**PROBLEM DESCRIPTION:** A word-for-word repetition of the records beneath this task is the expected answer.

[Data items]
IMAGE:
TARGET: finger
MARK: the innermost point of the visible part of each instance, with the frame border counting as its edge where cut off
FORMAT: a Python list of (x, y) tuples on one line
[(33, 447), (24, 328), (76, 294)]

**PROBLEM SOLUTION:**
IMAGE:
TARGET: finger
MARK: the innermost point of the visible part of each instance, with the frame border counting as its edge where cut off
FORMAT: a Python list of (x, y) tuples on one line
[(33, 447), (24, 328), (76, 294)]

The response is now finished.